◆ Input ◆
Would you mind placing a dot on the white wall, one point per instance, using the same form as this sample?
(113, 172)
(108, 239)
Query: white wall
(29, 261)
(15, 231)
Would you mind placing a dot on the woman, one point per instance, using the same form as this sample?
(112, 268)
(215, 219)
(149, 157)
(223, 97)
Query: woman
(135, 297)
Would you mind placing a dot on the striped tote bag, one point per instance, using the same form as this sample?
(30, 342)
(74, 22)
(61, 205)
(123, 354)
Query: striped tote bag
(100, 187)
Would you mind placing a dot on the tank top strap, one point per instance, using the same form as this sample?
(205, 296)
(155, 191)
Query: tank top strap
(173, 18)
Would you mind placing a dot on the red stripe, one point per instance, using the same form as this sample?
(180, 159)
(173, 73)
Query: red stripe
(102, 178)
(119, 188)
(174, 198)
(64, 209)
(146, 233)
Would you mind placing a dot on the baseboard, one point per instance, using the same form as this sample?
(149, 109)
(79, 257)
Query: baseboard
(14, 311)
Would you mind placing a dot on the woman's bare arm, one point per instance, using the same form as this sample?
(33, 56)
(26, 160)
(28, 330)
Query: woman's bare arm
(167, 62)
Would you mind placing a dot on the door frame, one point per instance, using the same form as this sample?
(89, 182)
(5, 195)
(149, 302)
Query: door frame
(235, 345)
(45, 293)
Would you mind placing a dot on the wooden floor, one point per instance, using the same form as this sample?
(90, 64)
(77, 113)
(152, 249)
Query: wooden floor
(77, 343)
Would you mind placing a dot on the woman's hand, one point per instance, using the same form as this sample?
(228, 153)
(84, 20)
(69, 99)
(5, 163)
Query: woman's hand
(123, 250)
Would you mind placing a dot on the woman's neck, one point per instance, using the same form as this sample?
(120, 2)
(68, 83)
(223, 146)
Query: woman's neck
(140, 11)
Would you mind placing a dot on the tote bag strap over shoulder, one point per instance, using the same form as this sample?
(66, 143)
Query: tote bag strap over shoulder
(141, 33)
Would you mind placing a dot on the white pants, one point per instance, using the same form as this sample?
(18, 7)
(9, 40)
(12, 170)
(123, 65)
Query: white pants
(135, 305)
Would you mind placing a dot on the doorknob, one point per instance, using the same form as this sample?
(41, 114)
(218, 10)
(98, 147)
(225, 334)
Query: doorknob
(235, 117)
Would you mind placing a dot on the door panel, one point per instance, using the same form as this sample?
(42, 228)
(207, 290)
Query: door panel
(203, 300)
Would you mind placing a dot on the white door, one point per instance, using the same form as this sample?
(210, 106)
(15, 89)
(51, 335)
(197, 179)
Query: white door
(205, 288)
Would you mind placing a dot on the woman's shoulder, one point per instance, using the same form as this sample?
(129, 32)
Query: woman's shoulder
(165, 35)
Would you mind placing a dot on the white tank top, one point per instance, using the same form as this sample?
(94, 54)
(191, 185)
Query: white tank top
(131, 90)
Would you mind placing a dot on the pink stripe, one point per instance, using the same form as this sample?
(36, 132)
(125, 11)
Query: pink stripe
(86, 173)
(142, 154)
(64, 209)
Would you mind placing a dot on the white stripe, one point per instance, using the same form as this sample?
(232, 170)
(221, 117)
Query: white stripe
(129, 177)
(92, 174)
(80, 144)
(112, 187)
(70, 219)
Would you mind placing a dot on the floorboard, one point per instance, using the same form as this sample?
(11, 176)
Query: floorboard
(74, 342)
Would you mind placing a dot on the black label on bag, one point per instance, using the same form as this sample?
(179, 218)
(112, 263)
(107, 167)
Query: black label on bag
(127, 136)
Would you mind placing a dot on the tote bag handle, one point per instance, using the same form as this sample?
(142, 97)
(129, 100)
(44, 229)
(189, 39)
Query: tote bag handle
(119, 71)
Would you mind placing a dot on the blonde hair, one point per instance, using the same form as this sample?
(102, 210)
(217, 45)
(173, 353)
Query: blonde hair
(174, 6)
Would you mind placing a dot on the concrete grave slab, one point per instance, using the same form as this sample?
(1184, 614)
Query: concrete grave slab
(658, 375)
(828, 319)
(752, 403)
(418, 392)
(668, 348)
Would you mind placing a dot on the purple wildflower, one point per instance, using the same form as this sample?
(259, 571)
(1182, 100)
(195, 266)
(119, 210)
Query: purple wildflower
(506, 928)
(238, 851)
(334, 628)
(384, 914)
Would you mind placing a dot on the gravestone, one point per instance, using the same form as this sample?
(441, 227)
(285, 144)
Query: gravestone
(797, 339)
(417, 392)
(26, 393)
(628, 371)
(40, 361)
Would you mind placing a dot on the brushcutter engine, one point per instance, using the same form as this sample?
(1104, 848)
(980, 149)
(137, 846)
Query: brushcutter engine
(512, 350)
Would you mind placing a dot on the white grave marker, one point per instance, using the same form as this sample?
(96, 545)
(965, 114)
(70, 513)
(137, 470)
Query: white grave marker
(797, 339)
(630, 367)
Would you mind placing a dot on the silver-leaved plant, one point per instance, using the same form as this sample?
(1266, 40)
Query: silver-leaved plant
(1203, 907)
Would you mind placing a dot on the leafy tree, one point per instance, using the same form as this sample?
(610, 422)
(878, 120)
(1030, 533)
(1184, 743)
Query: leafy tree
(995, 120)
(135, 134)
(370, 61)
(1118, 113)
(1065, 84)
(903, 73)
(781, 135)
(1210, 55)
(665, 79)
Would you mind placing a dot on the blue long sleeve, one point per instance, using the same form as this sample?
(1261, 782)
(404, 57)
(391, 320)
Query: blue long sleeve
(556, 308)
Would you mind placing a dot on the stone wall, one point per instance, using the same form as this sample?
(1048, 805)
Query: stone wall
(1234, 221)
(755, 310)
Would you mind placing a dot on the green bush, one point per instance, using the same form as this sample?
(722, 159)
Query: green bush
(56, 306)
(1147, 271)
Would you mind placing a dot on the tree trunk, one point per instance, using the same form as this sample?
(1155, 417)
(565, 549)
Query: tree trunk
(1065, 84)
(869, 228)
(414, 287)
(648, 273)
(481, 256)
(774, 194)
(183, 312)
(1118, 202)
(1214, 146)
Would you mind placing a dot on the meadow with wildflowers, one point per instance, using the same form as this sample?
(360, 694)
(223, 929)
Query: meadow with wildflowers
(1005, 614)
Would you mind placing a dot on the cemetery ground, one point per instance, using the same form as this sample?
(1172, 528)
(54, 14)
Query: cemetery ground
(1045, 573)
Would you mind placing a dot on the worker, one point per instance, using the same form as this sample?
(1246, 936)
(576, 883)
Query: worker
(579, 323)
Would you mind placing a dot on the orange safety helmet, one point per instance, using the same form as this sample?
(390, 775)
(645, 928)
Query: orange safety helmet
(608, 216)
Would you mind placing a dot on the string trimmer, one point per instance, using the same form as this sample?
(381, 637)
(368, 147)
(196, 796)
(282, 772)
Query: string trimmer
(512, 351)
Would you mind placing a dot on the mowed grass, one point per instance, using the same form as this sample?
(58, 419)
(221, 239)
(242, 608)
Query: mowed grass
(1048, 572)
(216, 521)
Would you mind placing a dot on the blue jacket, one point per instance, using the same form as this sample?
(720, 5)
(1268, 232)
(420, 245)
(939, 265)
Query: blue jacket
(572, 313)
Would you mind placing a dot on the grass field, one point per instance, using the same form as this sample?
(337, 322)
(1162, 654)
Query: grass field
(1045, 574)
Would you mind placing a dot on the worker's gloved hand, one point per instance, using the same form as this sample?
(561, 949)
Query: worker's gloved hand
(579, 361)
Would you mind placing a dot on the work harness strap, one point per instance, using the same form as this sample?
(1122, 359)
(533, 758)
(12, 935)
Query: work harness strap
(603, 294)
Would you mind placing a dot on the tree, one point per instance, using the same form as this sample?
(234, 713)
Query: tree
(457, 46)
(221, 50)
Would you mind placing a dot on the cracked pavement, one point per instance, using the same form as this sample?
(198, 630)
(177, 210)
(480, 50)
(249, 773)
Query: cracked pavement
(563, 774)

◆ Brief ◆
Copy exactly the lines that run from the one with "Query: worker's gloved hand" to the last line of the material, including both.

◆ Result ◆
Query: worker's gloved hand
(579, 361)
Would you mind placing a dot on the work harness strap, one point per instance, using the same form as this sample?
(1122, 359)
(533, 758)
(12, 935)
Query: work harness strap
(603, 294)
Would you mind placing a dot on the tree, one point per instance, using the same form as this sample?
(234, 713)
Query: tree
(457, 46)
(221, 50)
Would you mind placing a dot on the cracked pavement, one point per instance, using the same form as this sample?
(198, 630)
(177, 210)
(480, 50)
(249, 773)
Query: cracked pavement
(563, 774)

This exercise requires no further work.